(Region pointing data)
========================================

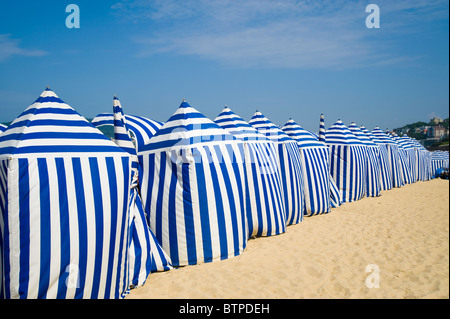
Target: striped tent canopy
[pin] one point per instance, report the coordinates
(193, 189)
(64, 191)
(423, 161)
(405, 168)
(386, 172)
(141, 127)
(439, 161)
(316, 172)
(289, 165)
(395, 167)
(408, 147)
(266, 213)
(347, 161)
(146, 254)
(373, 169)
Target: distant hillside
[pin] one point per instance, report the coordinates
(419, 130)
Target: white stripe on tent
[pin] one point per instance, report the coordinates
(289, 164)
(347, 161)
(316, 173)
(65, 224)
(142, 128)
(265, 204)
(193, 189)
(373, 169)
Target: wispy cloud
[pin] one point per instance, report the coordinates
(10, 47)
(268, 33)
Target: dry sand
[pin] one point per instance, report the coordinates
(404, 232)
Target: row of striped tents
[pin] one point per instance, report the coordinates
(193, 189)
(347, 161)
(64, 198)
(423, 161)
(393, 156)
(146, 254)
(373, 168)
(266, 213)
(439, 161)
(403, 160)
(316, 173)
(140, 128)
(383, 156)
(289, 165)
(407, 147)
(335, 194)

========================================

Your objective:
All of the data above needs to be retyped exactly, with the pictures removed.

Solution for this task:
Target: striped tent canopy
[pin] one point per instance, report the coordinates
(193, 189)
(64, 191)
(423, 161)
(405, 168)
(386, 172)
(141, 127)
(439, 161)
(316, 172)
(289, 165)
(395, 167)
(408, 147)
(266, 213)
(347, 161)
(146, 254)
(373, 169)
Target: distant hillside
[pin] one point per instance, report the coordinates
(419, 130)
Target: white stripe on tent
[pin] one point per instance, report the coordinates
(289, 164)
(347, 161)
(316, 173)
(65, 224)
(142, 128)
(265, 204)
(193, 189)
(373, 169)
Target: wispy cloud
[pin] one point per instance, report the coordinates
(10, 47)
(268, 33)
Target: dry sand
[pin] one point per instance, report the coordinates
(404, 232)
Target: row of striped tents
[pin] one point per instance, report the coordinates
(193, 189)
(347, 161)
(64, 198)
(423, 161)
(393, 156)
(146, 254)
(373, 168)
(266, 213)
(439, 161)
(403, 160)
(316, 173)
(140, 128)
(383, 156)
(289, 165)
(407, 147)
(335, 194)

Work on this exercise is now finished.